• Tasks:
1 - Translate this sentence from the extract on microemulsion-based gel formulation into Spanish: "Carbopol 934P was allowed to hydrate in sufficient quantity of water for 24 h at room temperature."
2 - In the extract on microemulsion-based gel formulation, at what wavelength was the percentage transmittance of MEI measured?
== Extract
The Minitab® software (Version 16.1.1; Minitab Inc., USA) was employed to treat the responses. The software selected a set of candidate points as a base design consisting of factorial points (high and low level from the constraints on each factor), centers of edges, constraint plane centroids, axial check point, and an overall center point. The base design consisted of total 16 runs. Suitable mathematical models of the mixture design such as linear, quadratic, and special cubic models were analyzed by the software. Significance of the model was determined by comparisons of statistical parameters like standard deviation (SD), R ², adjusted R ², predicted R ², and predicted residual error sum of squares (PRESS). The best model was decided on the basis of higher values of adjusted R ² and predicted R ². Moreover, the difference between adjusted R ² and predicted R ² should not be more than 0.2 in order to ensure the validity of the model. PRESS value should be small for the best model. PRESS demonstrates the excellence of model fitting. The optimum formulation was selected, which had the globule size (Y ₁) less than 50 nm and drug loading (Y ₂) between 12 and 16 mg/ml.

Formulation of microemulsion-based gel of IT

Microemulsions when applied in the cavity between the nail plate and nail bed, tends to drain out from the edges and hence the amount of drug reaching the target site would be quite less. Thus, the viscosity of microemulsions was required to be increased with suitable gelling agent. Carbopol 934P was selected as a gelling agent due to its widespread use in pharmaceutical formulations and fast dispersion in water. Carbopol 934P was allowed to hydrate in sufficient quantity of water for 24 h at room temperature. Further, microemulsion with optimized components (MEI) was gradually added under magnetic stirring. The mixture was neutralized with triethanolamine until microemulsion-based gel (MBGI) with suitable consistency was formed. The final MBGI formulations contained 0.5 %, w/w IT.

Physicochemical characterization of microemulsions and its gel

The structure and morphology of MEI was studied using transmission electron microscopy (Tecnai 20, Philips, Holland). One drop of appropriately diluted sample was directly deposited on holey film grid, was allowed to dry and examined under the microscope. The percentage transmittance of MEI was measured using UV spectrophotometer (UV 1800, Shimadzu Corp., Japan) at 650 nm. In order to ensure the encapsulation of IT in microemulsion, diffused reflectance infrared Fourier transform spectroscopy (DRIFTS) was carried out using Shimadzu Fourier transform infrared spectroscopy (FTIR; Shimadzu Inc., Japan). The samples were vacuum-dried before analysis. Itraconazole, MEI, and oil components were analyzed by potassium bromide disk method over scanning wavelength range of 4,000–400 cm⁻¹.
====
== Available data
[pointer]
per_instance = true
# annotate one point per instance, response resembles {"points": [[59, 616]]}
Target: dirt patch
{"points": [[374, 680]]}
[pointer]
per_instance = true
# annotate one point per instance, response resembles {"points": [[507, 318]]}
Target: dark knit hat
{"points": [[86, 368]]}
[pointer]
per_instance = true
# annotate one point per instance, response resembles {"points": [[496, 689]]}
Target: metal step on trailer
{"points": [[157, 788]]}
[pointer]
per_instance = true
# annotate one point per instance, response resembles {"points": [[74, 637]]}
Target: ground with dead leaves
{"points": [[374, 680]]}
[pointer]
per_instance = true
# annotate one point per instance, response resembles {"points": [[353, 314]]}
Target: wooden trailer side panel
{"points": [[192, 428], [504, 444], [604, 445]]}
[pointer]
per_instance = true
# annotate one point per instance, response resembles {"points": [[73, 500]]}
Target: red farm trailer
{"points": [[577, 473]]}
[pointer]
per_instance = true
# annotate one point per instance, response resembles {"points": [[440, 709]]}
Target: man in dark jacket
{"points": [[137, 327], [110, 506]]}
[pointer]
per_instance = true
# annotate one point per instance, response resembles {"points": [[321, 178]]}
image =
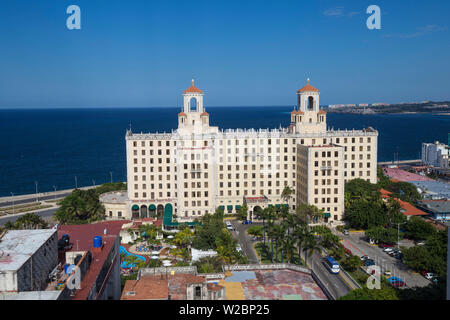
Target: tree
{"points": [[242, 212], [418, 229], [309, 213], [385, 293], [286, 194], [365, 214]]}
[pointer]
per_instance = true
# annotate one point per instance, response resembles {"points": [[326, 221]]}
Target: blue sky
{"points": [[144, 53]]}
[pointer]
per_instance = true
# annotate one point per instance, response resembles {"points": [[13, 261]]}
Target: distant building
{"points": [[197, 168], [438, 209], [436, 154]]}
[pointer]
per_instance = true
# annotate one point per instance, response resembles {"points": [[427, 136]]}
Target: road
{"points": [[44, 214], [335, 283], [357, 244], [245, 241]]}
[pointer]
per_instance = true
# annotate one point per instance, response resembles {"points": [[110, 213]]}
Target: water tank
{"points": [[97, 242]]}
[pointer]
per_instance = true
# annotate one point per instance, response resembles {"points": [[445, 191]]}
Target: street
{"points": [[357, 244], [45, 214], [334, 282]]}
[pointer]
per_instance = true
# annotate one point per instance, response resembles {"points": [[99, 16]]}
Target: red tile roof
{"points": [[308, 87], [159, 287]]}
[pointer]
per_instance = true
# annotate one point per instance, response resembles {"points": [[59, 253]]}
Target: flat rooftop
{"points": [[81, 238], [282, 284], [114, 197], [440, 206], [437, 187], [17, 246]]}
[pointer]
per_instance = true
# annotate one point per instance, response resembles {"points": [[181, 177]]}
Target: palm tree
{"points": [[310, 245], [288, 243]]}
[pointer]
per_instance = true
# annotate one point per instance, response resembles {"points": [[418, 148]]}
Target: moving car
{"points": [[429, 275]]}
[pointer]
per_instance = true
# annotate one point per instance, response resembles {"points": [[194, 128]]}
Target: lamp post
{"points": [[12, 194], [37, 196]]}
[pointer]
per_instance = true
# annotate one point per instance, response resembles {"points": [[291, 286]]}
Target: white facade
{"points": [[195, 169], [436, 154]]}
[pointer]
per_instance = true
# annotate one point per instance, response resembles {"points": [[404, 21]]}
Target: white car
{"points": [[429, 275]]}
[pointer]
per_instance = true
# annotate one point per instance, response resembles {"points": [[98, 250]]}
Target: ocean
{"points": [[53, 146]]}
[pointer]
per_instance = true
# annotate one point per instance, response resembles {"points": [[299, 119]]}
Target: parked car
{"points": [[429, 275], [398, 284], [369, 262]]}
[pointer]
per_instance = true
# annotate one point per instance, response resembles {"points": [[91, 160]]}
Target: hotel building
{"points": [[197, 168]]}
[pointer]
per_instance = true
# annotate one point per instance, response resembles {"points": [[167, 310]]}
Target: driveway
{"points": [[357, 244], [244, 240]]}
====
• Results by task:
1 - Se dejó hidratar el Carbopol 934P en una cantidad suficiente de agua durante 24 h a temperatura ambiente.

2 - 650 nm